── Input data ──
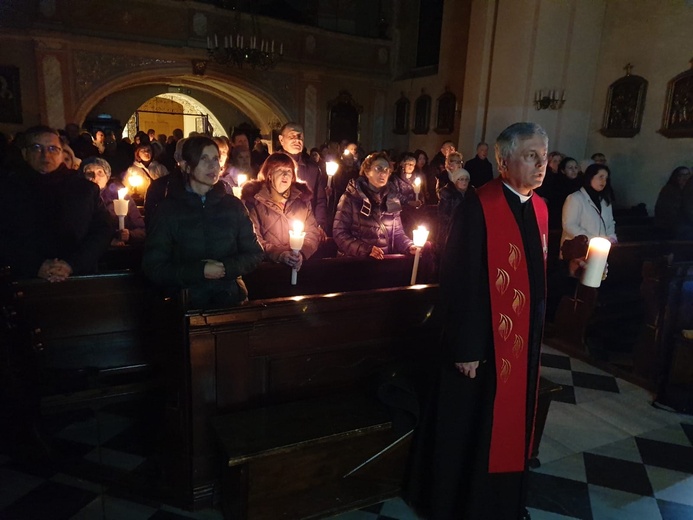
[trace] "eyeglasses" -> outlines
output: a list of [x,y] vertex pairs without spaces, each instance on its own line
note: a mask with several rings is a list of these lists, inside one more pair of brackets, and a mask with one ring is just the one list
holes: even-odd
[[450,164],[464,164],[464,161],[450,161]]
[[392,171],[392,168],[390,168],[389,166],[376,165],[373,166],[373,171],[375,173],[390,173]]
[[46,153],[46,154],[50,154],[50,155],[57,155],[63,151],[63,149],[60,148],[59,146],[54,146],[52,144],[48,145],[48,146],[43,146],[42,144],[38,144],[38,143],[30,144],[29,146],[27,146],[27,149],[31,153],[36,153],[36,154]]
───
── Input data ──
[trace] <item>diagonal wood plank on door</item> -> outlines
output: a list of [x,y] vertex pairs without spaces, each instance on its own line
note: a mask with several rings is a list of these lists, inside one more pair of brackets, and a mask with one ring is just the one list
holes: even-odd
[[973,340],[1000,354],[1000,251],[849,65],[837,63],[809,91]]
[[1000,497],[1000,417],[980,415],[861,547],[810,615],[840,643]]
───
In the data above, how many lines contain the word "trace"? Write the number only.

• _Exercise answer_:
2